Freitag ist hier Feiertag, ich glaub Buddha's Geburtstag oder so, das heisst langes Wochenende. Dann werd ich mal drueber nachdenken.


----------



## zioProduct (4. Mai 2006)

Meine Firma hier in der Schweiz steht am dümsten Punkt in der Schweiz... Ich habe am wenigsten Feiertage von allen... Selbst die Schlitzaugen aka Denis (;-] ) haben bestimmt mehr Frei als ich...

Grml 11 Leute?

Nr1. Schreit Hüte RUNTER!!
11 Leute ohne Hüte haben kein Schwarz und kein Weiss auf dem Kopf, also sind sie frei, Nr1. wird getötet, da er Kommuniziert hat ^^


----------



## Dennis Wronka (4. Mai 2006)

Dass wir hier so viele Feiertage haben liegt daran, dass hier ja nicht nur die chinesischen Feiertage zelebriert werden, sondern auch die westlichen. Allein schon 2 Mal im Jahr Neujahr zu Feiern hat schon was fuer sich.


----------



## Leola13 (4. Mai 2006)

Hai,



			
				Dennis Wronka hat gesagt.:
			
		

> Allein schon 2 Mal im Jahr Neujahr zu Feiern hat schon was fuer sich.



Da wird man aber schneller alt, oder ?

Wann gibt es denn eine Lösung ? Nächste Woche ? Ich habe frühestens am Wochenende Zeit für eine *eigene* Lösung.

Ciao Stefan


----------



## Matthias Reitinger (7. Mai 2006)

*Ein weiterer Tipp zu 4.1*:


Spoiler



Bei der optimalen Strategie kennt jeder andere Gefangene sofort seine eigene Hutfarbe, sobald der erste Gefangene seine Antwort abgibt. Der erste muss also – verschlüsselt darin, ob er „schwarz“ oder „weiß“ sagt – eine bestimmte Information weitergeben, die sich auf die Hutfarben sämtlicher anderer Gefangenen bezieht.

Und bevor jemand auf die Idee kommt: nein, anhand der Betonung oder Aussprache der Worte gibt er keine Information weiter  Es kommt wirklich nur darauf an, ob er „schwarz“ oder „weiß“ (oder um mal konkreter zu werden: wahr oder falsch, 1 oder 0) sagt.



Na, kommt jetzt jemand drauf?


----------



## Leola13 (8. Mai 2006)

::::::::

> [AUFGABE] Schreib aus dem Auszug den Abschnitt von „Bei der optimalen“ bis „(8. Mai 2006)“ wortgetreu ab.

::::::::

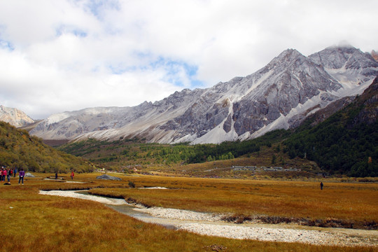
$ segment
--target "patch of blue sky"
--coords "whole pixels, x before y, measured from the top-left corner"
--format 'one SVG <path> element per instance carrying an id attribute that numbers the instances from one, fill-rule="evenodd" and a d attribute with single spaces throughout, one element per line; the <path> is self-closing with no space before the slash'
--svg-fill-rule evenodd
<path id="1" fill-rule="evenodd" d="M 87 10 L 89 10 L 98 19 L 102 20 L 104 10 L 107 9 L 119 10 L 120 4 L 118 0 L 90 0 L 85 7 Z"/>
<path id="2" fill-rule="evenodd" d="M 9 41 L 0 38 L 0 48 L 6 49 L 10 51 L 15 50 L 15 47 Z"/>
<path id="3" fill-rule="evenodd" d="M 122 64 L 110 64 L 108 66 L 108 68 L 113 74 L 122 74 L 127 72 L 133 72 L 139 69 L 136 66 L 125 66 Z"/>
<path id="4" fill-rule="evenodd" d="M 203 88 L 204 83 L 197 78 L 198 66 L 182 60 L 173 60 L 162 56 L 154 57 L 146 52 L 134 52 L 133 56 L 139 59 L 139 64 L 130 66 L 122 63 L 108 65 L 113 74 L 122 74 L 136 71 L 161 71 L 165 72 L 162 80 L 183 88 Z"/>
<path id="5" fill-rule="evenodd" d="M 85 38 L 88 36 L 88 34 L 83 30 L 74 27 L 71 25 L 61 24 L 55 29 L 57 36 L 62 36 L 64 34 L 72 34 L 77 37 Z"/>
<path id="6" fill-rule="evenodd" d="M 156 61 L 150 64 L 150 66 L 152 69 L 164 69 L 167 71 L 164 80 L 175 85 L 191 89 L 203 85 L 202 82 L 196 78 L 197 66 L 181 60 L 159 57 Z"/>

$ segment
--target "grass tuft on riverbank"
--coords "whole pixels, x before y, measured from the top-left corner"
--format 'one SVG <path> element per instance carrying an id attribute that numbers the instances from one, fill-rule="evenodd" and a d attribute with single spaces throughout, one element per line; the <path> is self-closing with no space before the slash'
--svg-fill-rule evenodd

::::::::

> [LÖSUNG]
Bei der optimalen Strategie kennt jeder andere Gefangene sofort seine eigene Hutfarbe, sobald der erste Gefangene seine Antwort abgibt. Der erste muss also – verschlüsselt darin, ob er „schwarz“ oder „weiß“ sagt – eine bestimmte Information weitergeben, die sich auf die Hutfarben sämtlicher anderer Gefangenen bezieht.

Und bevor jemand auf die Idee kommt: nein, anhand der Betonung oder Aussprache der Worte gibt er keine Information weiter  Es kommt wirklich nur darauf an, ob er „schwarz“ oder „weiß“ (oder um mal konkreter zu werden: wahr oder falsch, 1 oder 0) sagt.



Na, kommt jetzt jemand drauf?


----------



## Leola13 (8. Mai 2006)